— start of Extracted records —
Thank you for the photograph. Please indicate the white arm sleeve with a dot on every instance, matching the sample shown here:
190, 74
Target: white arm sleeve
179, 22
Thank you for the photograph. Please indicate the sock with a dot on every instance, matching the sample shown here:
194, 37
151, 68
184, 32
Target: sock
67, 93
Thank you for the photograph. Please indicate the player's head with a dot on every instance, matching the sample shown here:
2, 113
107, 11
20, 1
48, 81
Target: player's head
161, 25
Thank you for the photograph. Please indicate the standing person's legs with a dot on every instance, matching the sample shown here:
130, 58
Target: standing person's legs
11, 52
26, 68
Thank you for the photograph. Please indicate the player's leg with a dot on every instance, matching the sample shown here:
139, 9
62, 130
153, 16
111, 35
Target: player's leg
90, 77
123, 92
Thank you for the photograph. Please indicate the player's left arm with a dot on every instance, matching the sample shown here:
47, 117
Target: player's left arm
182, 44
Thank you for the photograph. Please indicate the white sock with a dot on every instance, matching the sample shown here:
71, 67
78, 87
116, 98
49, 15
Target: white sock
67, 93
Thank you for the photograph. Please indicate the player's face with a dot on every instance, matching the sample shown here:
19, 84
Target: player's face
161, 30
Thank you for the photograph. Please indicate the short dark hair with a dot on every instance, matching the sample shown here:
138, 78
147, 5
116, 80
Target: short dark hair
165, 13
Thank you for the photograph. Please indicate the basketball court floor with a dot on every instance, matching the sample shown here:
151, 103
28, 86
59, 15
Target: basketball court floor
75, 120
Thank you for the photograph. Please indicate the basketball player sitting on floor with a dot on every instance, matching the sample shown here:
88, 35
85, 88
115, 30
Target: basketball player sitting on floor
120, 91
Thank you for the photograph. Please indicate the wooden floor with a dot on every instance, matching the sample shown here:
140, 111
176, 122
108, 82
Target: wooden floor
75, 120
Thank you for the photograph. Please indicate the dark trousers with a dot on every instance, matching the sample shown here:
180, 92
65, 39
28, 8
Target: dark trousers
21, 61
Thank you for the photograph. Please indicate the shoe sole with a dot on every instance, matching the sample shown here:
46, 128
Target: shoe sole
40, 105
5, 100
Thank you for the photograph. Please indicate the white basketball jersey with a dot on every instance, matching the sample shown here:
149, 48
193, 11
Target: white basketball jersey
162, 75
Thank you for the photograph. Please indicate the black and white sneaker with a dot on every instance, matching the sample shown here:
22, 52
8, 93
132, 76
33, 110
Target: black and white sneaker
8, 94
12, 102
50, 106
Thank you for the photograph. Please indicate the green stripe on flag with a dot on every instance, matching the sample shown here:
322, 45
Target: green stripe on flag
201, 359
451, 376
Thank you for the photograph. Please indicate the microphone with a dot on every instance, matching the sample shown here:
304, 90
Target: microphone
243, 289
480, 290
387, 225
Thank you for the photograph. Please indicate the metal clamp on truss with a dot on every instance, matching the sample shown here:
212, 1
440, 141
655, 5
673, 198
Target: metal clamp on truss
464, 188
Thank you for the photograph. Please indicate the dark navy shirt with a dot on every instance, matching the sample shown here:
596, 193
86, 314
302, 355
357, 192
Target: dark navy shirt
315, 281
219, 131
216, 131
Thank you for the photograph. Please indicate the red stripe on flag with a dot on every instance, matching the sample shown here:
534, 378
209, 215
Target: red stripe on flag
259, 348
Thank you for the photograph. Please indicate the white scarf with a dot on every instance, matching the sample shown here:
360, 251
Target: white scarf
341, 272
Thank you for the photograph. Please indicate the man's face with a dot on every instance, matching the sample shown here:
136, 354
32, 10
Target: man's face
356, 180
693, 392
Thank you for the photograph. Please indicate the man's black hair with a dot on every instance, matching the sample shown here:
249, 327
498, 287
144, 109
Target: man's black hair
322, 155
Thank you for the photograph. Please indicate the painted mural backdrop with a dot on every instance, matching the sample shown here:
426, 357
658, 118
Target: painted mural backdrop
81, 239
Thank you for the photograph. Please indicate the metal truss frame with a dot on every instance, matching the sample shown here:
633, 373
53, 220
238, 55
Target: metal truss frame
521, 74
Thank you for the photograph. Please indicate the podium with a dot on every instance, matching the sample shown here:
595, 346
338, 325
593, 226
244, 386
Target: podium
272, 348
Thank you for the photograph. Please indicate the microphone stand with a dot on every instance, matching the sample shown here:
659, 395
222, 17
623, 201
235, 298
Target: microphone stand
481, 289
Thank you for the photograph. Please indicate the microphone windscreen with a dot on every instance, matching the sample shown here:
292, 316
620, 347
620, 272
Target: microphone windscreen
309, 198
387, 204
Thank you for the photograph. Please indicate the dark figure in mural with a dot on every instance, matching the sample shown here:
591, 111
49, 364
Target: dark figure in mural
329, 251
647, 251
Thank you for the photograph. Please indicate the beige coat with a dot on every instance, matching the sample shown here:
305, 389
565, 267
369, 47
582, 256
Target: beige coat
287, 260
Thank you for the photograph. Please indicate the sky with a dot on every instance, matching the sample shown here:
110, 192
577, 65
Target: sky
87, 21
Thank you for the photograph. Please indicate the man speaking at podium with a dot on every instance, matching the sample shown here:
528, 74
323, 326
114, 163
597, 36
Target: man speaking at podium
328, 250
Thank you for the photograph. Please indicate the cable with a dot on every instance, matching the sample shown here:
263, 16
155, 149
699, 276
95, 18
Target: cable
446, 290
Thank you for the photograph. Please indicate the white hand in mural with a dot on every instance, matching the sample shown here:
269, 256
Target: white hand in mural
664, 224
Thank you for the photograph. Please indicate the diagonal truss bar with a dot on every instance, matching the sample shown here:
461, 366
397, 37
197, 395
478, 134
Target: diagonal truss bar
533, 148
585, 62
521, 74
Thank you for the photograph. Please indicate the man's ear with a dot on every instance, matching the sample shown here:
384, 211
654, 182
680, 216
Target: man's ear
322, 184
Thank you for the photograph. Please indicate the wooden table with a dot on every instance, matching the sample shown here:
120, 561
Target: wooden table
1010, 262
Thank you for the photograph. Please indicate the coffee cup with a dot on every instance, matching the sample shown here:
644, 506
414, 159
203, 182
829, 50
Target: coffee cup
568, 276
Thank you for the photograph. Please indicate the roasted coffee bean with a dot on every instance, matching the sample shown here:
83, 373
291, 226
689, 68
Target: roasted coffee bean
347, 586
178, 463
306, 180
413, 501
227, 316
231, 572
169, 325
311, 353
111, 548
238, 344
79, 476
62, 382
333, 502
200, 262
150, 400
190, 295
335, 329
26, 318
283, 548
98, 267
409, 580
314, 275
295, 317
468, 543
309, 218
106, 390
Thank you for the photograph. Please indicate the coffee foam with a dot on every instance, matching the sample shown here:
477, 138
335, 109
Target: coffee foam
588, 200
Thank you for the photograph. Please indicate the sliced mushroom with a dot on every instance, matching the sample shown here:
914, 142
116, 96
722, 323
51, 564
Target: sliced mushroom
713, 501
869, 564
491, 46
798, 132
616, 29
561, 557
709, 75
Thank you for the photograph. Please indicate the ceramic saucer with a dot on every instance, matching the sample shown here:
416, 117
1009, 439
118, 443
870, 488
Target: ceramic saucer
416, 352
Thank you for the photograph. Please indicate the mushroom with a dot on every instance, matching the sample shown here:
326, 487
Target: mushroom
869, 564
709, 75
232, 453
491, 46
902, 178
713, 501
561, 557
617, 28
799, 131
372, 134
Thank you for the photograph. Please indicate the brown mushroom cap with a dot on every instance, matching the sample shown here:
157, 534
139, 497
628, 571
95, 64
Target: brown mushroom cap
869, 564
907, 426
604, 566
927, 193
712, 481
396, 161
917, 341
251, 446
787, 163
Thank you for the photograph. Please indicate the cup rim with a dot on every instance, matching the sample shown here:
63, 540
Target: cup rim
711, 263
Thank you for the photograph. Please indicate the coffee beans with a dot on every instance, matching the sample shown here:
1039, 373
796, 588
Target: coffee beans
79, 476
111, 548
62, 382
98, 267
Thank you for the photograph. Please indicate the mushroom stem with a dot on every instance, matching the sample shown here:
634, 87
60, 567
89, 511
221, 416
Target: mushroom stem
— end of Extracted records —
Rename "stem" to "stalk" in everything from the line containing "Thank you for the photograph. Please indicate the mushroom stem" down to the end of the entries, and please give back only those lines with nothing else changed.

**Response below:**
Thank you for the photograph. Please indicate the mushroom stalk with a dot on every instance, matching the sample shown here:
634, 87
60, 567
89, 511
221, 416
Target: mushroom stalk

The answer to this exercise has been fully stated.